Extrait:
───

Ce numéro de la revue peut être considéré comme le reflet d’une mutation de la science liturgique depuis quelques années. En effet, alors que le Mouvement liturgique avait trouvé les fondements de sa recherche, de manière prioritaire, dans l’approche historienne des faits liturgiques, à la suite de Pie XII (Encyclique Mediator Dei, 1947), mais également de certains acteurs du Mouvement liturgique comme Dom Casel, Romano Guardini ou encore Dom Gregory Dix, le Concile Vatican II a reconduit la liturgie dans son lieu central, à savoir la manifestation du mystère du Christ et de l’Église, et surtout l’actualisation de l’œuvre du salut opérée au plus haut point dans le mystère pascal de Jésus-Christ Sauveur (voir le n. 2 de Sacrosanctum Concilium).

L’approche historienne tend à souligner les discontinuités dans la tradition liturgique. L’histoire de la liturgie révèle en effet combien les formes de la liturgie ont varié dans le temps. Plus encore, elle met en lumière les véritables ruptures qui s’opèrent parfois, sans que pour autant, l’on puisse déceler à leur source, l’impact d’une volonté humaine. L’analogie de la théorie de la « dérive des continents » semble intéressante pour penser les évolutions des pratiques liturgiques, parce que celles-ci sont tributaires de multiples facteurs qu’il est difficile d’isoler. En liturgie plus qu’ailleurs sans doute, l’enchaînement et même l’emmêlement des causes et des effets, est souvent difficile à distinguer.

On peut se souvenir ici à titre d’exemple, comment le P. de Lubac a montré que des déplacements progressifs, qui ont leur origine dès le Haut Moyen Age, ont pu aboutir à ce qu’il désignait comme une « césure meurtrière » : en ne désignant plus le corps eucharistique mais le corps ecclésial, la compréhension médiévale de la notion de corpus mysticum va à partir du XIIe siècle, provoquer une sorte de séparation entre l’action eucharistique et l’assemblée chrétienne.

───

Données recueillies:
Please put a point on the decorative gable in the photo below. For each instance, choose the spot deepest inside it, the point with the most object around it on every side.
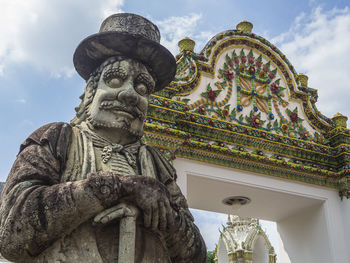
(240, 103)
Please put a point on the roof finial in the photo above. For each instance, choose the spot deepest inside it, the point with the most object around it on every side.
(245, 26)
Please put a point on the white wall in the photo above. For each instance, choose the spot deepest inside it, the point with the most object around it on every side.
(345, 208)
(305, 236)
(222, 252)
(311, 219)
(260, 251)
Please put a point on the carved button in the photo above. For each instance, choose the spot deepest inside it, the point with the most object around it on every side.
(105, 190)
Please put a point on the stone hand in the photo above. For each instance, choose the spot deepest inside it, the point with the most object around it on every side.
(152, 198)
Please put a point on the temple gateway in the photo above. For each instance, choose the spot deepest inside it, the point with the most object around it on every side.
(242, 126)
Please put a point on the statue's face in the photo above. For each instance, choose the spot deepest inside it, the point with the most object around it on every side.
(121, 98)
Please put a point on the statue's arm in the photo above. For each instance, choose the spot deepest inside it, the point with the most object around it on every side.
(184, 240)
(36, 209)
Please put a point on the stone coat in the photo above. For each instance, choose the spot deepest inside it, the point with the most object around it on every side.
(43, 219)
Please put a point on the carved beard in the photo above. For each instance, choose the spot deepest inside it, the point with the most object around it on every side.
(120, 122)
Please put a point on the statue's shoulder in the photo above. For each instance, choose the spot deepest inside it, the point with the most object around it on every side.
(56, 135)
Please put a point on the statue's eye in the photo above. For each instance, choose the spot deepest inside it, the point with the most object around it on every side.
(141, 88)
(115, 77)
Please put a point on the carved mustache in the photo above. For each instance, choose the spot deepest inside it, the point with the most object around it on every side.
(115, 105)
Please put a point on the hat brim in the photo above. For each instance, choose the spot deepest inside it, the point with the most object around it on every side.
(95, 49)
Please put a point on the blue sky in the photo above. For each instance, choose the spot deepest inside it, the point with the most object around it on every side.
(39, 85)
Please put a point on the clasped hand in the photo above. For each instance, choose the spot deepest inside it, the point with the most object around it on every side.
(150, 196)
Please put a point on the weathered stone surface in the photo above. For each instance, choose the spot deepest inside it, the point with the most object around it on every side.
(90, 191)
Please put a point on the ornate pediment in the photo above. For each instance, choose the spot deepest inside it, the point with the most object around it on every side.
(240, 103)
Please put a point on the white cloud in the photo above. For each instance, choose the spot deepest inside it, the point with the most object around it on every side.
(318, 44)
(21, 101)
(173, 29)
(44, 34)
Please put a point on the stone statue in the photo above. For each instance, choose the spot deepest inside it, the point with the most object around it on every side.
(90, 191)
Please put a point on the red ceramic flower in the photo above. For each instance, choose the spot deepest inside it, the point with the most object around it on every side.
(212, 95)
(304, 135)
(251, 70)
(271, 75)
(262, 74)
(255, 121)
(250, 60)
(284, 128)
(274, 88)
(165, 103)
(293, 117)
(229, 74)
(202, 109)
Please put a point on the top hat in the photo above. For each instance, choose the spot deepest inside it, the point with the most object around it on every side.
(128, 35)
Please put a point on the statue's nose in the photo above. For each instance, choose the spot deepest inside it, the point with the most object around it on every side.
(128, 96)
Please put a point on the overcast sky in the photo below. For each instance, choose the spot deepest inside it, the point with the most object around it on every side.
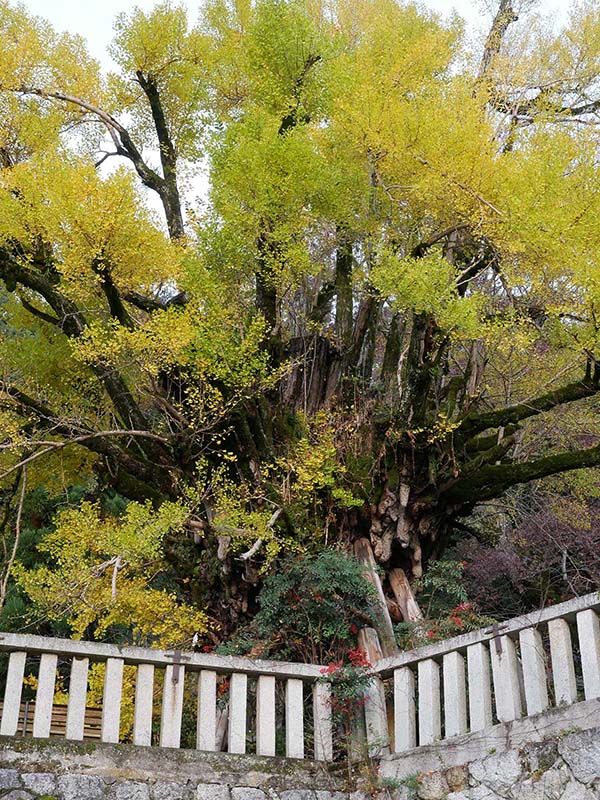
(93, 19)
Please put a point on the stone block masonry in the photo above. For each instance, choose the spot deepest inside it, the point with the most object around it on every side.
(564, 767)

───

Écrivez la suite du texte sur l'évolution de la science liturgique, en partant juste après sa dernière phrase.

Si donc on peut parler de « continuité » de la Tradition, les historiens de la liturgie savent que les institutions et les pratiques ont évolué au cours du temps, et donc que la continuité de la Tradition s’exprime à travers de multiples discontinuités formelles. La démarche historienne demeure donc primordiale pour comprendre non seulement les évolutions, mais aussi les permanences (cf. la distinction du P. Bouyer, entre « ce qui change » et « ce qui demeure » dans LMD 40, 1954), et parfois même, comme le souligne dans ce numéro Paul De Clerck, « l’impensé » des pratiques actuelles, tant il est vrai que la mémoire, celle des corps d’abord, joue un rôle décisif en ce domaine.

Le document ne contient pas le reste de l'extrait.